- **EXERCISE DATA**
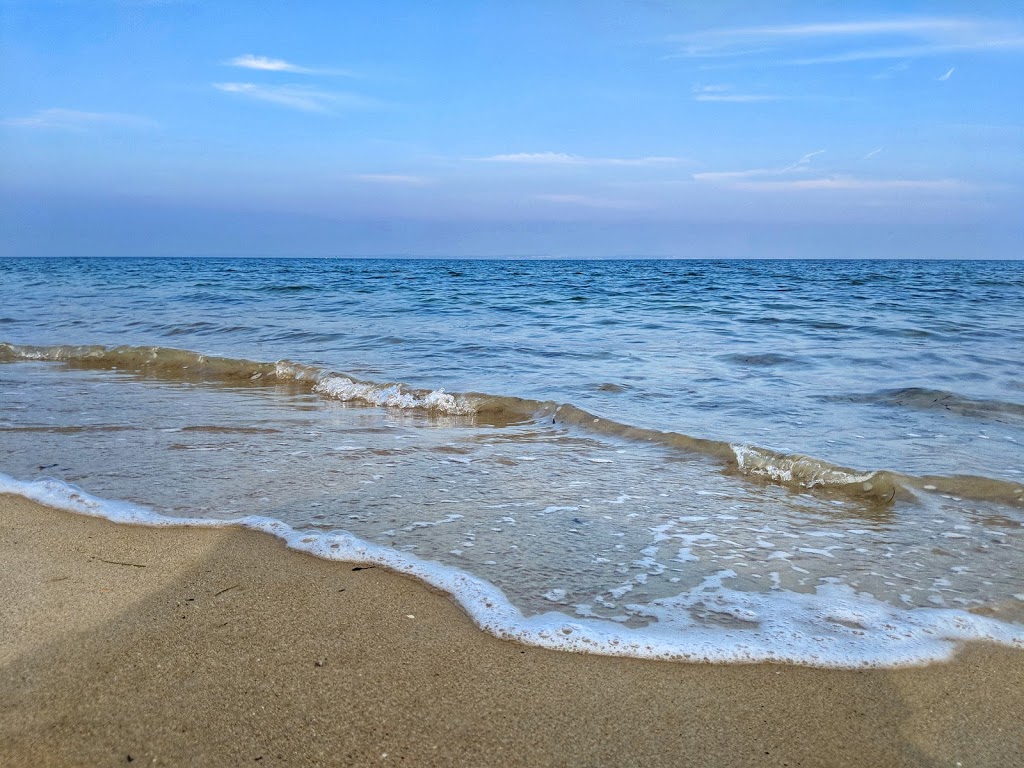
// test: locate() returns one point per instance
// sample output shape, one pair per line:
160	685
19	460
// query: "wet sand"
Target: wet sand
183	646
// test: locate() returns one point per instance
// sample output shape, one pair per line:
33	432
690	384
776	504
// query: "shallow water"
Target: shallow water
681	452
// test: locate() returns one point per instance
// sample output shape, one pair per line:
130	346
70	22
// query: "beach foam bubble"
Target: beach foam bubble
834	626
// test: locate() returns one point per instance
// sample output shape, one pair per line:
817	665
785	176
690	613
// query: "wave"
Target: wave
793	470
834	627
922	398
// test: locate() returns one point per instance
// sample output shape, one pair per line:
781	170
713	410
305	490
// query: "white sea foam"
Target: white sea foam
801	469
392	395
835	626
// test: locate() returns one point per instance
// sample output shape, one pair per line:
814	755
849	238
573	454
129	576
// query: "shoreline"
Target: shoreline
220	646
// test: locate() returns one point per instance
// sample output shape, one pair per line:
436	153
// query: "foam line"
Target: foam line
834	627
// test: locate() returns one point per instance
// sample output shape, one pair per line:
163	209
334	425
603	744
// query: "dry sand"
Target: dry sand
186	646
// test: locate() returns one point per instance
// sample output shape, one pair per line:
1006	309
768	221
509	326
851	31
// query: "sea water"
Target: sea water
818	462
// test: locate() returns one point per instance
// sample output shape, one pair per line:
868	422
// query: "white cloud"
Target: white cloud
265	64
726	93
392	178
588	201
77	120
558	158
851	183
296	97
729	176
869	39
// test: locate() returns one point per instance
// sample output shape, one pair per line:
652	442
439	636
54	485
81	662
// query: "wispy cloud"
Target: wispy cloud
848	183
399	179
733	176
265	64
558	158
588	201
892	71
883	38
57	118
297	97
726	93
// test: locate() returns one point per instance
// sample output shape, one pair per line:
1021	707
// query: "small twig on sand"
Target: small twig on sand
119	562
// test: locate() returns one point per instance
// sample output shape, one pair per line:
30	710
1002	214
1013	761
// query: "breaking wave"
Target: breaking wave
792	470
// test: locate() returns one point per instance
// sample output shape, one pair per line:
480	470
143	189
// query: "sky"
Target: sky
558	128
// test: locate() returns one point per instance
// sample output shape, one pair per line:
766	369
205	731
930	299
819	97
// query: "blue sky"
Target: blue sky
559	128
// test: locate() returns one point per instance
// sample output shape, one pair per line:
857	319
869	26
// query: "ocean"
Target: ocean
816	462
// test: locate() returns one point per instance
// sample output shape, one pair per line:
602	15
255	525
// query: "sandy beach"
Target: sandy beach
184	646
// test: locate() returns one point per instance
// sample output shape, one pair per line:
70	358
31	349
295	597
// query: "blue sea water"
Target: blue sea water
818	461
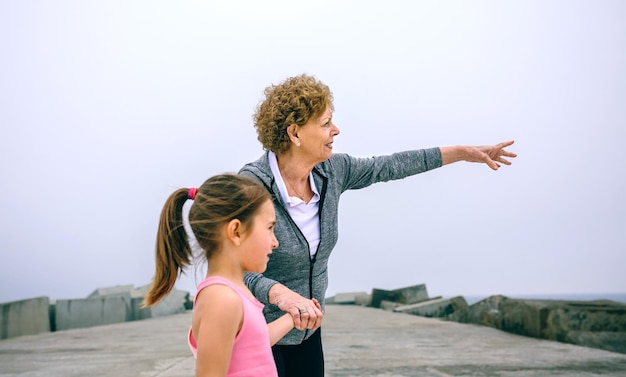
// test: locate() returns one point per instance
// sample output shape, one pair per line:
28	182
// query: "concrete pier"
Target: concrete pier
358	341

- **WHAT TO DO**
Transcribe all the data word for word; the images stay out.

- **ANSWER BOX**
// test: locate() returns one point per instance
// sample output shape, one pair per line:
160	685
19	460
// query: "wet sand"
Target: wet sand
183	646
// test: locate() returns one point per instance
// sample output shape, one pair per line:
33	432
690	384
776	504
// query: "shallow water"
Target: shallow water
681	452
// test: locate() returns one point per instance
// sample output shape, one pair per line:
130	346
70	22
// query: "beach foam bubble"
Target: beach foam bubble
834	626
// test: locate() returns one point per instance
// sample output shape, one pair per line:
817	665
785	176
690	613
// query: "wave"
Target: wave
793	470
834	627
922	398
// test: locate() returns one point per instance
// sample output shape, one pair per line:
781	170
713	410
305	490
// query: "white sea foam"
Target: white sea foam
801	469
392	395
835	626
// test: locate() returns one point per instance
// sample output shape, one pair per line:
814	755
849	238
573	454
129	576
// query: "shoreline"
Target: shoreline
220	646
// test: locate() returns one point per instance
// sample output shape, one pair per line:
436	153
// query: "foam line"
Target: foam line
834	627
// test: locate() returns one point per instance
// sample output shape, one pair per line:
163	209
334	425
603	744
// query: "dry sand"
Target: dry sand
186	646
// test: locate() returns one point per instance
// sample output shape, one pair per line:
1006	309
768	221
509	326
851	31
// query: "sea water"
Target: sea water
818	462
// test: locate() returns one point per instance
// sample output shape, one pair per line:
868	422
// query: "white cloud"
Target: white cloud
265	64
726	93
392	178
588	201
77	120
558	158
851	183
296	97
729	176
869	39
// test: locate() returns one point per instance
// sample output shape, one pair per line:
652	442
439	636
54	485
81	662
// query: "wispy cloud"
Target: wispy cloud
848	183
399	179
733	176
265	64
558	158
588	201
892	71
883	38
57	118
297	97
726	93
// test: locate() returns one point per instance
// sample output shape, one pair per line:
1021	707
// query: "small twig on sand"
Target: small twig on sand
119	562
// test: locate() returns one point per instance
// sample output shape, one pair per line:
30	710
1002	214
1013	761
// query: "breaking wave"
Target: breaking wave
792	470
// test: locate() returns one point per instance
// sample output shape, one pair per line:
480	470
143	189
// query: "sky"
Target: sky
558	128
// test: locate() returns one point per instance
// sample output shape, one pair per line:
766	369
205	731
930	299
819	97
// query: "blue sky"
Target: blue sky
559	128
// test: locate() returns one point per instance
// sample output shape, one pair per line:
857	319
869	26
// query: "ocean"
Target: ocean
816	462
// test: locate() returns one point per instance
// sample output shape, one pair per line:
602	15
255	525
// query: "sandy beach"
Target: sandy beach
184	646
// test: locate() returns one point per instance
// sample output shape, one pair per line:
70	358
31	349
295	597
// query: "blue sea water"
Target: blue sea water
818	461
// test: locate() returns one point per instance
// sample output shape, one pair per line:
28	182
// query: "concrete pier"
Target: concrete pier
358	341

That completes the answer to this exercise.